## Page text
------------
The Supreme Court of Alaska ruled Friday that Walmart Associates Inc. must continue to provide benefits to a security guard who in 2016 was shot in the face with a pellet gun in an altercation at a store in Eagle Ridge, Alaska, and continues to suffer both physically and mentally, calling earlier rulings on treatment “frivolous.” 

 

While the worker, who suffered because the pellet was lodged near the optic nerve of his right eye and could not be surgically removed, received treatment for post-traumatic stress disorder and pain, Walmart “contended that he was not disabled by the psychological injury,” among other claims documented in No. 7490, filed in Anchorage.

 

After an ophthalmologist retained by Walmart “questioned specific pain-related medical care,” the employer contested pain medicine, which the Alaska Workers’ Compensation Board permitted, finding that “found the employer had not unfairly or frivolously” done so. The board also denied the worker’s request for disability during periods of time when his eye doctors said he had the physical capacity to perform his duties, according to documents.

 

The Alaska Workers’ Compensation Appeals Commission affirmed the Board’s decision, stating that Walmart was justified in denying payment for pain medication and had successful rebutted the presumption that the worker’s mental injury was caused by the physical injury — because he had continuing working. Documents also provide testimony from the worker that he continued to suffer mentally.
------------
## Data to examine
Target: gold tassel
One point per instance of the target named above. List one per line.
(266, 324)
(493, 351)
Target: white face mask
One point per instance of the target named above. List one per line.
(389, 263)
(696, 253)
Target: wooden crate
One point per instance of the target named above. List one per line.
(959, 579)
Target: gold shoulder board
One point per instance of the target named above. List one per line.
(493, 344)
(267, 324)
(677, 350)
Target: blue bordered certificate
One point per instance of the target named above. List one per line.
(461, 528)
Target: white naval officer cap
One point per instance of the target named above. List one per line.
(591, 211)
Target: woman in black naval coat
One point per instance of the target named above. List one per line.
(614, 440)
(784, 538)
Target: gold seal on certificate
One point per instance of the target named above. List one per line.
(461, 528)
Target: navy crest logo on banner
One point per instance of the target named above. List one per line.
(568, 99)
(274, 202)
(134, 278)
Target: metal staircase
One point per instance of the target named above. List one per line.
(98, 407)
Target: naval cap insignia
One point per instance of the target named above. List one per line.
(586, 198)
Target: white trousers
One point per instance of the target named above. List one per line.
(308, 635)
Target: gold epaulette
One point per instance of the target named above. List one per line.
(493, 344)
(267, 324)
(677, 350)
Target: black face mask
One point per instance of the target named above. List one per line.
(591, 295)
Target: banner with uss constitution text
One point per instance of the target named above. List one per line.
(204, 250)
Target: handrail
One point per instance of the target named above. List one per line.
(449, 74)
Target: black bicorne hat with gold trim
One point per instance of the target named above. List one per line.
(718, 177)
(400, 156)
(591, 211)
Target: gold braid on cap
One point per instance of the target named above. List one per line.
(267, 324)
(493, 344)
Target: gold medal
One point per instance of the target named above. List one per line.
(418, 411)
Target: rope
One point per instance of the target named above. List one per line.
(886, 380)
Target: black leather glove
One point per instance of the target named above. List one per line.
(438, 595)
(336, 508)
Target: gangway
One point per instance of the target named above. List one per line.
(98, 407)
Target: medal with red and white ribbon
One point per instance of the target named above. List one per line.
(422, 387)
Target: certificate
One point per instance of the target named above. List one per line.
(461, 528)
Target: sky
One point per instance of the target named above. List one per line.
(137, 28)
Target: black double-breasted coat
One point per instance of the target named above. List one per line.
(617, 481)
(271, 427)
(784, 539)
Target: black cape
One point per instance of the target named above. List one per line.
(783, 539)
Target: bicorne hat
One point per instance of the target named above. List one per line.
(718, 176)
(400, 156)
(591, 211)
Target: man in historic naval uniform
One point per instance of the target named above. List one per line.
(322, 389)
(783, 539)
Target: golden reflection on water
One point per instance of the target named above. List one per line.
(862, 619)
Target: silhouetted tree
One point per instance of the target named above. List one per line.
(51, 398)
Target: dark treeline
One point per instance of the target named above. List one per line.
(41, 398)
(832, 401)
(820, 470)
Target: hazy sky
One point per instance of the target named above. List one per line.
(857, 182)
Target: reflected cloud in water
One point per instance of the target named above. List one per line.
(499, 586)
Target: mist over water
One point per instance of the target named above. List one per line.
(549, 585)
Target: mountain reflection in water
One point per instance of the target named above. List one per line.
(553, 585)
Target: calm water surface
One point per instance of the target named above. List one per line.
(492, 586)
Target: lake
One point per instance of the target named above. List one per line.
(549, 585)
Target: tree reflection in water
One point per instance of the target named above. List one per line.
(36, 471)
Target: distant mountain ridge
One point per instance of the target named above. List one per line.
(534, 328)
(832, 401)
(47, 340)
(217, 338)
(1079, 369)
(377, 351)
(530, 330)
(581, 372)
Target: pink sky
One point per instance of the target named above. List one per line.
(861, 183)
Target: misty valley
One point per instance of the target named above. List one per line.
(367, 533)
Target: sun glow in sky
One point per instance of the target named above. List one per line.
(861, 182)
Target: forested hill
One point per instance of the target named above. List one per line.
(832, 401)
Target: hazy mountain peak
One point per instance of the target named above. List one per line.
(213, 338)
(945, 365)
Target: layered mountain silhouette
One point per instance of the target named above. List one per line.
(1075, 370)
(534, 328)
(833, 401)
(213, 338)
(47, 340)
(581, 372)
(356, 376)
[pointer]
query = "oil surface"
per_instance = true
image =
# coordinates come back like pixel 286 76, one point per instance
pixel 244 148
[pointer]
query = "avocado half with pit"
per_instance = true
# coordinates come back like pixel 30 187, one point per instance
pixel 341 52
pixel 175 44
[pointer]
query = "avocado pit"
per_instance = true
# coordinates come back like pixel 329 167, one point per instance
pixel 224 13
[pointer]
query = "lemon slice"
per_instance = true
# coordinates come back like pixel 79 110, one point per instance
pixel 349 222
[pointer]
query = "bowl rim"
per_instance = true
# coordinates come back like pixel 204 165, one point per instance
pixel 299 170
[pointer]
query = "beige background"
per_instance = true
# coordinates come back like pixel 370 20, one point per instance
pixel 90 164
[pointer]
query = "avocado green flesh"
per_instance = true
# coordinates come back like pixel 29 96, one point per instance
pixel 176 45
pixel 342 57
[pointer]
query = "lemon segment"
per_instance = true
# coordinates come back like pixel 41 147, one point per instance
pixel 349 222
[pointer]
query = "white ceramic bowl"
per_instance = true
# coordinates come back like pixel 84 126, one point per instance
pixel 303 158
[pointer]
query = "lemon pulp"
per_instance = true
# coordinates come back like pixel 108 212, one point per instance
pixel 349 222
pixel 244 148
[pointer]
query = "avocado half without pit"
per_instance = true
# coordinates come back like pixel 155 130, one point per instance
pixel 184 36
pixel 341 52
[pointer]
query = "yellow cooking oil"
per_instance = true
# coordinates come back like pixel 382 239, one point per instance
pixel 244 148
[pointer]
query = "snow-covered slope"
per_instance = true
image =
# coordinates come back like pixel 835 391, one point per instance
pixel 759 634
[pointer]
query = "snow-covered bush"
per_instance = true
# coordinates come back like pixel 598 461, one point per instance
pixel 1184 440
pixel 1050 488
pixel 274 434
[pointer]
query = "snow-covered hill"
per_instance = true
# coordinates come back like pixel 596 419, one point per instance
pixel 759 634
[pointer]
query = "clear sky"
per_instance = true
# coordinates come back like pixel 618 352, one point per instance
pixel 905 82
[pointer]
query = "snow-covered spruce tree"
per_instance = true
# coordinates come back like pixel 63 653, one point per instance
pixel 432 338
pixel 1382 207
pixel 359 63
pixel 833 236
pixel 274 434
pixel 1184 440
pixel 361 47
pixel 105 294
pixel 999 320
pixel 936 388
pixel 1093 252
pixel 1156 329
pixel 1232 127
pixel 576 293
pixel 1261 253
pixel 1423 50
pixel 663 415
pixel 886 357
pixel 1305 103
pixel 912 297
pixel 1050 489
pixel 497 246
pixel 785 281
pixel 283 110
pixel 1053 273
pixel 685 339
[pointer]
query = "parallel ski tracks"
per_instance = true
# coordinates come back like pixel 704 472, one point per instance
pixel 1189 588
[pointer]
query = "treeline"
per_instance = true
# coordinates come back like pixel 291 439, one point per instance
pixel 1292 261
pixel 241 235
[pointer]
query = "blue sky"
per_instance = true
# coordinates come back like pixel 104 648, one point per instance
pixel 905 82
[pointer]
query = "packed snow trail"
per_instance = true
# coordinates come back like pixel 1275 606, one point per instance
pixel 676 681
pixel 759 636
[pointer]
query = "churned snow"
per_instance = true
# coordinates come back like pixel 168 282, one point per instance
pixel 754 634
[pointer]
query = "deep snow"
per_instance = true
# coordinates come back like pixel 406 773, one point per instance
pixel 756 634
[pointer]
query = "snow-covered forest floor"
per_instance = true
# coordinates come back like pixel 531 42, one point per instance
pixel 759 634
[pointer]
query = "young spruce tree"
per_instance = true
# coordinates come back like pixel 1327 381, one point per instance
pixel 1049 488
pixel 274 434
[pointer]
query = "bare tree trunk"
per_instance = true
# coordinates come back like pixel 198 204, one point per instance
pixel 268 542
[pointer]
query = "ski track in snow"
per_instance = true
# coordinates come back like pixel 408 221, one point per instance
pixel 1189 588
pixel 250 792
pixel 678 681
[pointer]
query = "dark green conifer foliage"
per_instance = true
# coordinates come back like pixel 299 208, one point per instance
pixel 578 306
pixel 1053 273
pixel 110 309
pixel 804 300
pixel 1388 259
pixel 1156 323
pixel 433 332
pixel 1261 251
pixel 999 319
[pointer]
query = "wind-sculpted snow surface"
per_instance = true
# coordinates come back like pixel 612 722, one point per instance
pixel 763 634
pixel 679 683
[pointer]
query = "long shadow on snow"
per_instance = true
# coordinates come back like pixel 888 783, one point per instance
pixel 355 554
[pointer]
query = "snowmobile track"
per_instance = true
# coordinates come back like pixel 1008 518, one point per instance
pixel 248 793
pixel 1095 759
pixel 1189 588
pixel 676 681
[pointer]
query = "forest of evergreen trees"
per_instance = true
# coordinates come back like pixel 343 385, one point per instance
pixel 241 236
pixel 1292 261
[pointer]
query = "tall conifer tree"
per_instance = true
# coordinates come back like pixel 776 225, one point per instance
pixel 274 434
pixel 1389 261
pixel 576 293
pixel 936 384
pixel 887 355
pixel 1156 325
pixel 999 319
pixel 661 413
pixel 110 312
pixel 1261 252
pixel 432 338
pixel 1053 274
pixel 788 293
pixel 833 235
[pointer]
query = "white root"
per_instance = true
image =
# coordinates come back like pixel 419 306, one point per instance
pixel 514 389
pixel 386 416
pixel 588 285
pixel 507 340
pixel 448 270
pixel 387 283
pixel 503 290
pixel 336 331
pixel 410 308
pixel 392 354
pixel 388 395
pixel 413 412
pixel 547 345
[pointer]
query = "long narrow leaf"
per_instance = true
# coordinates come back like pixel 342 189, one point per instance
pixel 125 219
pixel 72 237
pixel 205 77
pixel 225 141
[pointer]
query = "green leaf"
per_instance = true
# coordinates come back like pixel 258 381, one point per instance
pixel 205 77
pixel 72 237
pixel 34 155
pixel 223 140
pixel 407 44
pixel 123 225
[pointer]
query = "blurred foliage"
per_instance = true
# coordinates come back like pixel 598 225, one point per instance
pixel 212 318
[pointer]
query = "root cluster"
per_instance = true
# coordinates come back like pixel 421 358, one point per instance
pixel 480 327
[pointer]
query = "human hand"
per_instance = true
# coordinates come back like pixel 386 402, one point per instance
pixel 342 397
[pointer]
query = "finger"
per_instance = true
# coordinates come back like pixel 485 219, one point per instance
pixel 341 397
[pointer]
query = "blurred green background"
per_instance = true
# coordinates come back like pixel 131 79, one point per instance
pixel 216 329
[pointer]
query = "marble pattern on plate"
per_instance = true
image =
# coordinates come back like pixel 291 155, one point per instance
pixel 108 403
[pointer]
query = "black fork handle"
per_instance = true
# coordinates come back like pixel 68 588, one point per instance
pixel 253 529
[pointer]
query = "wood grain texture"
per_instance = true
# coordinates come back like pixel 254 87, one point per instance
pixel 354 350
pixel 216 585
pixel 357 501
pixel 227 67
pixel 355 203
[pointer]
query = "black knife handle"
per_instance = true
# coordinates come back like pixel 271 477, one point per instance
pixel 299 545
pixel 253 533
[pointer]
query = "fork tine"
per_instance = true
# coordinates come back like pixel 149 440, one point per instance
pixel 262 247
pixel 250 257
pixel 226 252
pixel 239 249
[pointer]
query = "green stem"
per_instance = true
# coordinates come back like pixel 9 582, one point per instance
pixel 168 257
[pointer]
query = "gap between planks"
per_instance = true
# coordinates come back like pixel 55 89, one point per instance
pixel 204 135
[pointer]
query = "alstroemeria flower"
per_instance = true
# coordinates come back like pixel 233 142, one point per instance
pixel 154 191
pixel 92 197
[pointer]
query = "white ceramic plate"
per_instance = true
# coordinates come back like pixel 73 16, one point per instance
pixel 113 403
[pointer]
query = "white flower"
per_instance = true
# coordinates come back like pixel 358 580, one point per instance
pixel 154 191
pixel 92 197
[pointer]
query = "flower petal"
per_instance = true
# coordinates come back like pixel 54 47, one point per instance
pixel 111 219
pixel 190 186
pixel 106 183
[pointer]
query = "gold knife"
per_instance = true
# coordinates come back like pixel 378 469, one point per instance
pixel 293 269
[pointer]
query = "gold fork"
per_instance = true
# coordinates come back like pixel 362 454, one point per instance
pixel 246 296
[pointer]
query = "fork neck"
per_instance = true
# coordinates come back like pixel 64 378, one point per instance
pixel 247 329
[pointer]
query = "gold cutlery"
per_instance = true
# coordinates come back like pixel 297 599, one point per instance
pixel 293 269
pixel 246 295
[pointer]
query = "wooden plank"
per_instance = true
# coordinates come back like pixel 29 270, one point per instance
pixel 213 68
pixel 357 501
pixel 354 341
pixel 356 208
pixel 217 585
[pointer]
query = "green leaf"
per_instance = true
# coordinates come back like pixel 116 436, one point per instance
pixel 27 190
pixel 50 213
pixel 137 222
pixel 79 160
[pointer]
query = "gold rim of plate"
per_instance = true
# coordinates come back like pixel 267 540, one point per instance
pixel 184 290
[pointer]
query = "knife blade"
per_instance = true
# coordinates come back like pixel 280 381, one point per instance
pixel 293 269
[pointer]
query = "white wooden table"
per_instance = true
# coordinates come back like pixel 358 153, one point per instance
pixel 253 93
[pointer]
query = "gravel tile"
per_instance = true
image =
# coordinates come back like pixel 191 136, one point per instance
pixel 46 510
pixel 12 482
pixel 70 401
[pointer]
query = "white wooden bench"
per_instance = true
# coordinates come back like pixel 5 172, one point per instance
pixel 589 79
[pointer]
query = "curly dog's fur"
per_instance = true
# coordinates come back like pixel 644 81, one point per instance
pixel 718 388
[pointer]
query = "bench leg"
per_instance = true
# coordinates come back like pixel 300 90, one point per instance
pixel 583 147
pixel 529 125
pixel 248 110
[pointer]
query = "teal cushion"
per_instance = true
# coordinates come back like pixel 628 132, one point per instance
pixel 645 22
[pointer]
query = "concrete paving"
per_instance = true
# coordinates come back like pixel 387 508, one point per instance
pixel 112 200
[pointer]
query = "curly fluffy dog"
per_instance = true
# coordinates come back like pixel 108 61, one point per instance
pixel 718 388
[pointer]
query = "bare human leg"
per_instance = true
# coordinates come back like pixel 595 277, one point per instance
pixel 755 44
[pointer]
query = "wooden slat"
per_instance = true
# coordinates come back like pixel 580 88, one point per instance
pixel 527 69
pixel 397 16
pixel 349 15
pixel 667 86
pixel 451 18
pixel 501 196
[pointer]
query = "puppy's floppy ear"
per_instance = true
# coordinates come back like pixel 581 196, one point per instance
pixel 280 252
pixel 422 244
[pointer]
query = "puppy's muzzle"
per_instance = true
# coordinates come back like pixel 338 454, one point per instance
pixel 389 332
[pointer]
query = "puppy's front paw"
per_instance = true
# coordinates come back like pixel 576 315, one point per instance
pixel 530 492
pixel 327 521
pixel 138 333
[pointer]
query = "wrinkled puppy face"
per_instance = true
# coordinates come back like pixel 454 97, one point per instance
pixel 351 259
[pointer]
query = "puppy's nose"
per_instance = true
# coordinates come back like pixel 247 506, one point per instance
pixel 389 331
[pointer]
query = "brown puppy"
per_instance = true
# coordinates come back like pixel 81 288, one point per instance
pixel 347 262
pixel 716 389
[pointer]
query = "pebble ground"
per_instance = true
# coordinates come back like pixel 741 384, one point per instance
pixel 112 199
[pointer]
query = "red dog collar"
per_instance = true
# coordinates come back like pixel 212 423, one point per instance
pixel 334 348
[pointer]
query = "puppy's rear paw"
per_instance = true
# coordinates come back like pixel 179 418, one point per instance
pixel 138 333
------------
## Work task
Please copy the part of the Alaska court ruling text starting at "The Alaska Workers’ Compensation Appeals" and ending at "to suffer mentally.". You can set the records aside.

## Task answer
The Alaska Workers’ Compensation Appeals Commission affirmed the Board’s decision, stating that Walmart was justified in denying payment for pain medication and had successful rebutted the presumption that the worker’s mental injury was caused by the physical injury — because he had continuing working. Documents also provide testimony from the worker that he continued to suffer mentally.